• **Exercise goal**: Count the lines below that contain the string 'single', treating uppercase and lowercase as different. Reply with the number only.

• **Entries**:
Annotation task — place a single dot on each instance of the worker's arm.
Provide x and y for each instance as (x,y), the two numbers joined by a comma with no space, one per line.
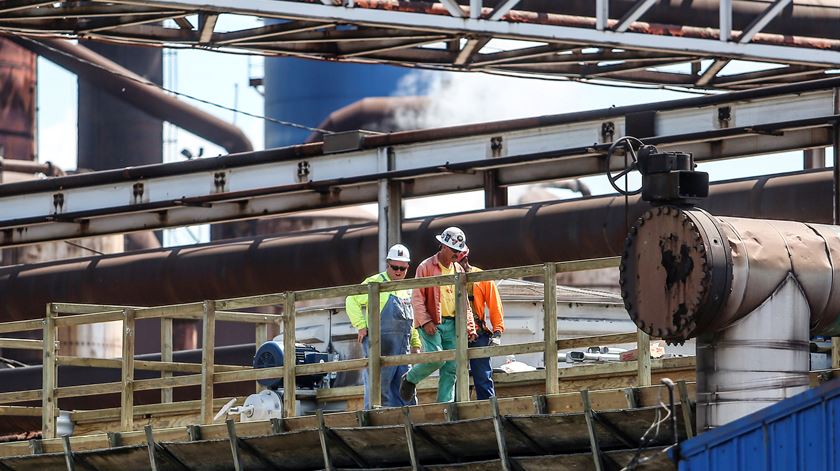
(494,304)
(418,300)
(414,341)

--

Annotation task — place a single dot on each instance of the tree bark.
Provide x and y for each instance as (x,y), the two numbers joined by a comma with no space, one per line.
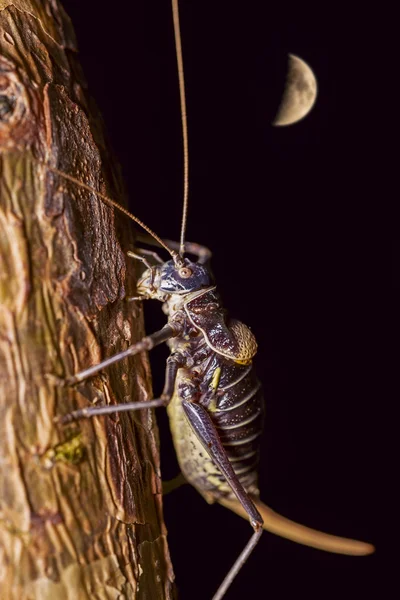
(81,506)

==

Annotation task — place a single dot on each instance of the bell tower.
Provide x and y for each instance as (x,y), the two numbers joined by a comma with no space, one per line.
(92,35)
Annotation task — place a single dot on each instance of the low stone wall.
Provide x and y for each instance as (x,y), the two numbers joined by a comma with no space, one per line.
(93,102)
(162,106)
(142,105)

• **Answer for this exercise**: 4